Tâches écrites =>
- 1) Dans l’extrait sur le pavillon des Indiens du Canada, quels symboles des Indiens d’Amérique du Nord aperçoit-on au premier coup d’œil ? Énumérez-les tous.
- 2) Les énoncés suivants concordent-ils avec l’extrait sur le pavillon des Indiens du Canada ? Répondez par oui ou par non à chacun et citez les mots du texte qui tranchent.
(a) L’exposition de 1973 à la Winnipeg Art Gallery réunissait Jackson Beardy, Alex Janvier et Daphne Odjig.
(b) Le mât totémique du pavillon est attribué à Norval Morrisseau.
(c) Norval Morrisseau a déferlé sur la scène artistique montréalaise.
- 3) Poursuivez l’extrait sur le pavillon des Indiens du Canada à partir de sa dernière phrase.

Extrait à lire =>
Un point fort de cette montée s’est produit à l’Expo 67, qui mettait en vedette le Pavillon des Indiens du Canada.
Voici un extrait d’une émission de la CBC diffusée le 4 août 1967. Au premier coup d’œil, on y aperçoit tous les symboles inoffensifs des Indiens d’Amérique du Nord : un tipi, un mât totémique, des tambours qui résonnent et des chants. Toutefois, à l’intérieur, le pavillon des Indiens du Canada de l’Expo 67 raconte une histoire bien différente : la pauvreté, les traités bafoués, l’imposition de la religion et l’expérience horrible qu’ont vécu les enfants dans les pensionnats. Alors qu’une jeune hôtesse effectue une visite guidée, un journaliste d’Expodition remarque un fond d’amertume dans les expositions du pavillon. « Expodition: Expo 67’s Indians of Canada », Archives numériques de la CBC, http://www.cbc.ca/archives/discover/programs/e/expodition/expoditionjuly-7-1967
Le pavillon comprenait des œuvres d’artistes tels que Tony et Henry Hunt (mât totémique), George Clutesi, Noel Wuttunee, Gerald Tailfeathers, Ross Woods, Alex Janvier, Tom Hill, Norval Morrisseau, Francis Kagige, Jean-Marie Gros-Louis, Duke Redbird et Robert Davidson. Ils étaient des pionniers et des visionnaires. Ces artistes se sont rassemblés dans ce pavillon et y ont planté les semences d’un mouvement essentiel qui a réveillé la conscience autochtone et qui a sensibilisé le Canada et le reste de la planète aux réalités autochtones. Des liens se sont également tissés entre les artistes autochtones et les communautés auxquels ils appartiennent partout au Canada, ce qui a amené le gouvernement canadien à voir les cultures autochtones sous un nouveau jour. Daphne Odjig et les artistes de son époque ont contribué à façonner l’histoire du Canada en faisant connaître les enjeux politiques et les voix des Premières Nations au grand public. Au cours de cette même époque, Norval Morrisseau avait déferlé sur la scène artistique torontoise. Son succès a poussé d’autres artistes à puiser dans leurs origines autochtones comme source d’inspiration et à développer une pratique représentative de leur culture.
« Les portes se sont ouvertes pour nous », a déclaré Odjig dans une entrevue accordée à la CBC, pour décrire le sentiment éprouvé par l’artiste autochtone à ses débuts. « Nous avions donc une raison de parler aux gens de qui nous sommes et de ce que nous savons faire. »
En 1973, Jackson Beardy, Alex Janvier et Daphne Odjig ont présenté une exposition de groupe à la Winnipeg Art Gallery intitulée Treaty Numbers 23, 287, 1171. Les chiffres représentaient ceux de leurs communautés respectives lors de la signature des traités entre ces dernières et le gouvernement canadien.

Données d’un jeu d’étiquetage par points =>
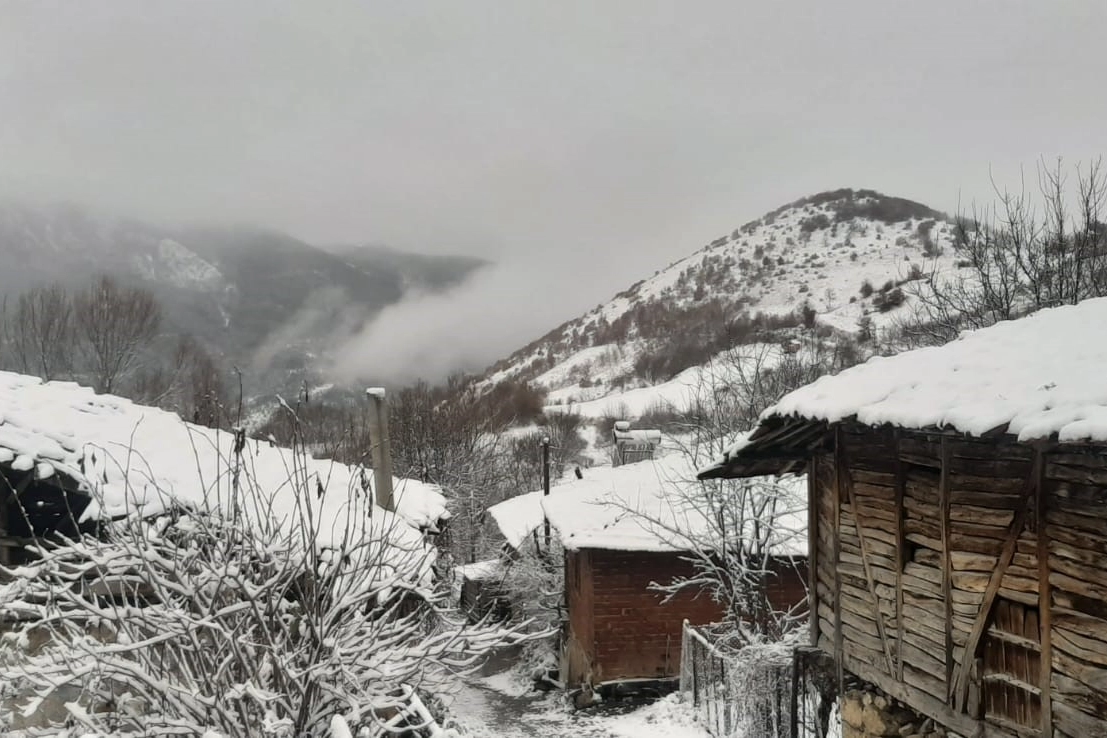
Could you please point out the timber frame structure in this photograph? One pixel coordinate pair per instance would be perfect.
(964, 575)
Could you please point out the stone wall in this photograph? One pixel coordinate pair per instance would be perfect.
(867, 713)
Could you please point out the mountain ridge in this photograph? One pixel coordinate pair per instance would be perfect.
(264, 300)
(842, 256)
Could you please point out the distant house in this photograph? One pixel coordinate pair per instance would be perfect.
(70, 458)
(959, 522)
(632, 445)
(621, 529)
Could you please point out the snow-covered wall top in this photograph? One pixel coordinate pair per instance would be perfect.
(1038, 376)
(649, 506)
(137, 459)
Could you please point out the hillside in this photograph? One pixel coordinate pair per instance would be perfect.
(746, 287)
(262, 300)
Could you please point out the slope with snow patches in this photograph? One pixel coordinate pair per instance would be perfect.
(817, 251)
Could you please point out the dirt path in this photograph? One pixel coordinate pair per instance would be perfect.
(498, 706)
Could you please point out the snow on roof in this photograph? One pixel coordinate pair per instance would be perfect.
(518, 516)
(137, 459)
(647, 506)
(1038, 375)
(480, 570)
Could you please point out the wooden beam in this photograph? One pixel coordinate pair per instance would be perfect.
(1045, 602)
(813, 550)
(943, 510)
(837, 559)
(900, 555)
(980, 623)
(870, 584)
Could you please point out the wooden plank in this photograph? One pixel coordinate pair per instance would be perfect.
(993, 586)
(1045, 606)
(868, 572)
(943, 507)
(900, 552)
(837, 567)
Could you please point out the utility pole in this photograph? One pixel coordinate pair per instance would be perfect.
(381, 450)
(546, 484)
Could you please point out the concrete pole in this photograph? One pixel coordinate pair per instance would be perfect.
(381, 451)
(546, 484)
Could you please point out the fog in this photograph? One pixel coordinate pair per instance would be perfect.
(580, 145)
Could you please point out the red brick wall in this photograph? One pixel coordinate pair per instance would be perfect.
(624, 629)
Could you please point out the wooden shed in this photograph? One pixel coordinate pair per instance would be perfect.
(958, 522)
(617, 629)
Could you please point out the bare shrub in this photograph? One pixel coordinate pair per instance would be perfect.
(228, 619)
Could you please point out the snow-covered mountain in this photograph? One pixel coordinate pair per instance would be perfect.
(266, 301)
(845, 255)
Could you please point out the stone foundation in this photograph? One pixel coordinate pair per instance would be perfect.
(867, 713)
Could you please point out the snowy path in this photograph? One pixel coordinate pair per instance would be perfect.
(499, 707)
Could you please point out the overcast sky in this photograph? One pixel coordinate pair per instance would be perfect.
(581, 144)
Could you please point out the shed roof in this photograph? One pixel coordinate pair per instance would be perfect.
(1041, 376)
(648, 506)
(133, 459)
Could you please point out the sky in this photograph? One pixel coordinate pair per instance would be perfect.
(579, 145)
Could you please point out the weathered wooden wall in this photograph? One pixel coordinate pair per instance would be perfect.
(618, 626)
(966, 577)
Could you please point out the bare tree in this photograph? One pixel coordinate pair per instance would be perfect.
(1027, 251)
(115, 325)
(187, 381)
(40, 332)
(738, 536)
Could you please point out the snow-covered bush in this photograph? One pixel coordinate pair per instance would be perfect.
(224, 619)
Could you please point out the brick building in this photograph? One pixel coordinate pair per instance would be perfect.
(621, 530)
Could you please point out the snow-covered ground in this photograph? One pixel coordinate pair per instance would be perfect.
(503, 706)
(800, 253)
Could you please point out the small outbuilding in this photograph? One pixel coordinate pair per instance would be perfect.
(623, 530)
(958, 534)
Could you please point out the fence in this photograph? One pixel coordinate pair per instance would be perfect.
(775, 690)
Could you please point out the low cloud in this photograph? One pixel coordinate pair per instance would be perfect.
(427, 336)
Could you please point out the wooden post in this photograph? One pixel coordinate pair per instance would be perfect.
(546, 486)
(1045, 604)
(837, 558)
(813, 549)
(381, 450)
(943, 510)
(900, 554)
(996, 578)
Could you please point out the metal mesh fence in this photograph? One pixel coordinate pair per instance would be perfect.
(776, 690)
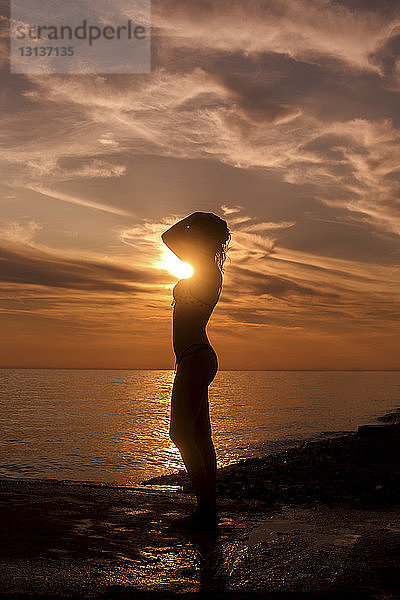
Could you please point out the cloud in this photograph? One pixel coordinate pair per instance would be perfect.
(24, 261)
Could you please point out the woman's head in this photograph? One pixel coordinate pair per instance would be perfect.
(213, 234)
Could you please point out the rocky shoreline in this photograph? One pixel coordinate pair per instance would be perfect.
(320, 520)
(360, 468)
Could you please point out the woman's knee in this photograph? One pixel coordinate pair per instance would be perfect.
(180, 436)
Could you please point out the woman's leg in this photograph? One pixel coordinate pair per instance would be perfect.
(203, 439)
(189, 412)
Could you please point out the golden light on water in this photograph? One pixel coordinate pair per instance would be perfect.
(176, 267)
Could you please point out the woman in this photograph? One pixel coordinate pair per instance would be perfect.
(201, 240)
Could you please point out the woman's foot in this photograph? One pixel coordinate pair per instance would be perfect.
(198, 520)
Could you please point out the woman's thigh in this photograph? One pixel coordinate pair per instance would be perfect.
(189, 403)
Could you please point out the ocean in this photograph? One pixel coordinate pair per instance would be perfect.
(112, 425)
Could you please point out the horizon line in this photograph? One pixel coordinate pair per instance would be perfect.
(171, 369)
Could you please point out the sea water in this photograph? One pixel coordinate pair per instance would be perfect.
(112, 425)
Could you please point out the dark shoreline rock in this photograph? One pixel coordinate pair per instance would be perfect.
(356, 468)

Les réponses =>
- 1)
un tipi
un mât totémique
des tambours qui résonnent
des chants

- 2)
(a) Oui : « En 1973, Jackson Beardy, Alex Janvier et Daphne Odjig ont présenté une exposition de groupe à la Winnipeg Art Gallery »
(b) Non : « Tony et Henry Hunt (mât totémique) »
(c) Non : « Norval Morrisseau avait déferlé sur la scène artistique torontoise »

- 3)
L’exposition était révolutionnaire. Pour la première fois dans le monde artistique grand public, l’art autochtone était qualifié autrement que primitif ou archaïque. Suite à leur succès, ils ont décidé de créer un groupe d’artistes autochtones qui diffuserait de l’information à propos de l’art autochtone et qui apporterait son soutien aux artistes autochtones émergents. Daphne et Jackson en étaient les principaux fondateurs. Jackson Beardy, Eddy Cobiness, Alex Janvier, Norval Morrisseau, Carl Ray et Joe Sanchez se sont rassemblés dans la résidence de Daphne Odjig à Winnipeg et ont discuté des préoccupations communes et des possibilités pour l’avenir. Le groupe Professional National Indian Artists Inc., subventionné par le ministère des Affaires indiennes, est né de cette rencontre. Bill Reid, de la nation Haïda, n’a pas signalé sa participation officielle sur-le-champ, mais a pris part à des expositions de groupe par la suite. La galerie de Winnipeg est devenue un point de convergence pour les artistes autochtones de partout au Canada et a également accueilli certains artistes des États-Unis.
Ces artistes travaillaient sur divers supports. Ils se sont fait connaître initialement pour leurs œuvres sur toile. Pour Norval Morrisseau, il était essentiel de représenter la cosmologie Anichinabée dans ses œuvres afin que les prochaines générations soient exposées à des symboles qui leur permettent d’accéder à leurs récits traditionnels, à leurs légendes et à leurs racines. Dapnhe Odjig avait une intention similaire. Elle était heureuse que les institutions artistiques dominantes aient accueilli son travail, mais elle a choisi d’inclure des images et des récits à travers ses évolutions artistiques afin que la jeunesse autochtone y reconnaisse ses racines uniques. Dans ces récits ancestraux sont enracinés une langue, une vision du monde, un mode de vie et un savoir. Lorsque nous racontons ces récits, nous donnons vie à un cadre de référence culturel et à une vision du monde envisagée par les ancêtres qui les ont créés. Ces récits représentent de diverses façons la compréhension autochtone de l’existence en tant qu’être humain dans un environnement naturel particulier. Avant Morrisseau, le monde ne connaissait pas la riche cosmologie des légendes et des traditions Anichinabées. Lorsque ses créations visuelles ont commencé à percer le milieu de l’art au début des années 1960, elles étaient interprétées sous l’angle de l’art primitif. Morrisseau a été critiqué par sa propre communauté pour avoir rendu accessibles des récits et des savoirs au-delà des forêts Anichinabées. Ses contemporains et lui-même étaient des pionniers qui ont ouvert le dialogue entre l’expression artistique autochtone et le grand public.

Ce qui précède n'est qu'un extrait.